#### Goal:
Copy every line from the one containing "Point to the polished" through the last line of the records below, both included, and nothing else.

Point annotation dataset records:
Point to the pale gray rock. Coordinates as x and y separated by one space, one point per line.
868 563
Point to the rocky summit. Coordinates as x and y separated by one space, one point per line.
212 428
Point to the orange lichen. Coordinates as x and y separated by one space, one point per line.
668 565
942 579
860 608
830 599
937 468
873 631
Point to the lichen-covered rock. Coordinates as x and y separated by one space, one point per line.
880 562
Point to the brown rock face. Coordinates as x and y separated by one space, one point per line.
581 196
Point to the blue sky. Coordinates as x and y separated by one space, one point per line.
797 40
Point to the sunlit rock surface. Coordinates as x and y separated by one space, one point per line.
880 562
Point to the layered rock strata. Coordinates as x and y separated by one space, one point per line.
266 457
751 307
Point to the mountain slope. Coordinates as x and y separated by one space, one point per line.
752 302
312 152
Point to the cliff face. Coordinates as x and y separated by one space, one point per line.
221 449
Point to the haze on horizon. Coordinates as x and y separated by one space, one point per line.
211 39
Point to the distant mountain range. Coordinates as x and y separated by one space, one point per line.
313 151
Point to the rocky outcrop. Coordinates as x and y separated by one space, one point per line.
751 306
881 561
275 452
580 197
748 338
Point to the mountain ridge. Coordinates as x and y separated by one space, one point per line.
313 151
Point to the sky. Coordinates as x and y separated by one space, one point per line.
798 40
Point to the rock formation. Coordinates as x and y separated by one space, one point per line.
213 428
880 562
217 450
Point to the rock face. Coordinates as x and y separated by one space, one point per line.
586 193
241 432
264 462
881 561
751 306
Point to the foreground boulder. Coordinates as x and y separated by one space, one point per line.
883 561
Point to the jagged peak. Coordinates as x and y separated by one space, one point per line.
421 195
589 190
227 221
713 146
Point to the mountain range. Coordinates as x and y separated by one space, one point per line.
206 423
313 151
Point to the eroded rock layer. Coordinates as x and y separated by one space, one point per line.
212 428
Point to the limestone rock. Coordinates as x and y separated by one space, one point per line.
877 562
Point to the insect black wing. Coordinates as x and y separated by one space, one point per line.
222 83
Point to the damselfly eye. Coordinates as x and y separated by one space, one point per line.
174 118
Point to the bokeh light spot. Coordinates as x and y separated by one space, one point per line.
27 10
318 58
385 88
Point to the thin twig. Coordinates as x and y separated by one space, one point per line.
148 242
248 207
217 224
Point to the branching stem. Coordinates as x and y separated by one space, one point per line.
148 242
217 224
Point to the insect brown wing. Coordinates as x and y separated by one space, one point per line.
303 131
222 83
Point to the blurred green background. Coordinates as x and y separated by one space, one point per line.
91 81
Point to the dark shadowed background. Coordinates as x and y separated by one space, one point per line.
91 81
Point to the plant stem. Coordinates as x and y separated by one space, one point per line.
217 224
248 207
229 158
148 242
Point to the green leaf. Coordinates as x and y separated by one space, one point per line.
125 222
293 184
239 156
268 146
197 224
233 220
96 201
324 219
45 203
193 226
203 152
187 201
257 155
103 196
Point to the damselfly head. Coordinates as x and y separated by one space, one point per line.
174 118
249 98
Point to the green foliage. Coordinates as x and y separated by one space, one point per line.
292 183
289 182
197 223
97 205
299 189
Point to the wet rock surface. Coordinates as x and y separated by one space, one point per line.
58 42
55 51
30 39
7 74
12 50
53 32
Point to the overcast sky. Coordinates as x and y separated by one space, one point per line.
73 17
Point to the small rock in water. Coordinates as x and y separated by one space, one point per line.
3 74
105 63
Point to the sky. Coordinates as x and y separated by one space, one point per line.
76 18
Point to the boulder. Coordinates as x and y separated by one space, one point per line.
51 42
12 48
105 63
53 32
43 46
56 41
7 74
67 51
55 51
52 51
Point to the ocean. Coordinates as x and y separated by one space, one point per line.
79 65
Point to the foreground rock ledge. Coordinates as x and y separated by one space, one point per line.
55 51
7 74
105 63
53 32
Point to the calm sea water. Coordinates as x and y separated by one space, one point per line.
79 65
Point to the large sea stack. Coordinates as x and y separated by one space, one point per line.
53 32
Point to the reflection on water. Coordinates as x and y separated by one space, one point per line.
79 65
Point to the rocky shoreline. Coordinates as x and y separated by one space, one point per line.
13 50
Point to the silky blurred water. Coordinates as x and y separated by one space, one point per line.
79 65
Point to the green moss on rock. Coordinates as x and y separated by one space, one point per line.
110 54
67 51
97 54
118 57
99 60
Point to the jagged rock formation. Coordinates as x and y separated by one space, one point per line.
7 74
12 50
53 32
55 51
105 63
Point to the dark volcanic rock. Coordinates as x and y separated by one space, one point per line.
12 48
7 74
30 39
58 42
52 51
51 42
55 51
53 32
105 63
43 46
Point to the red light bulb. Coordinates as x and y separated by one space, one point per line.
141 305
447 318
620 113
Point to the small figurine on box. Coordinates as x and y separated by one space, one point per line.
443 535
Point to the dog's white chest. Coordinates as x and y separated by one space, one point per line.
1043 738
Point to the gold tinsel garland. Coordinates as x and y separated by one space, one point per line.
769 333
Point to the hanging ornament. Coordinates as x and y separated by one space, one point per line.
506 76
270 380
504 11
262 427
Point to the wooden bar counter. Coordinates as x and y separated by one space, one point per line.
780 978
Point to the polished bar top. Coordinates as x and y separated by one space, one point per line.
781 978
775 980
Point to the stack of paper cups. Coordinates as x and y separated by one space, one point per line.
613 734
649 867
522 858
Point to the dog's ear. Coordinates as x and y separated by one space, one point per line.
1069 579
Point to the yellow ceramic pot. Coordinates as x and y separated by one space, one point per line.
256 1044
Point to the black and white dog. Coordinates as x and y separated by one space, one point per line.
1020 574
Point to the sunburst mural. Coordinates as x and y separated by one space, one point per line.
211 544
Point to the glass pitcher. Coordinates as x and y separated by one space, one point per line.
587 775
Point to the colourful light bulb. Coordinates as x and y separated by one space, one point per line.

#### Complete response:
Point to the polished bar top. Coordinates as x and y separated by one space, one point per line.
781 978
775 980
Point to the stack of paper cups. Coordinates as x and y separated by one space, one point per line.
613 734
649 867
522 858
Point to the dog's ear. Coordinates as x and y separated by one space, one point per line.
1069 579
Point to the yellow ceramic pot. Coordinates as x and y separated by one space, one point per line.
256 1044
Point to the black and white dog. Coordinates as x and y separated by one space, one point per line.
1020 574
Point to the sunburst mural. Coordinates as x and y separated by one space, one point per line.
211 544
Point to the glass pitcher. Coordinates as x and y separated by one space, one point per line.
587 775
Point to the colourful light bulb. Coordinates as x and y separated by one space, one point per line.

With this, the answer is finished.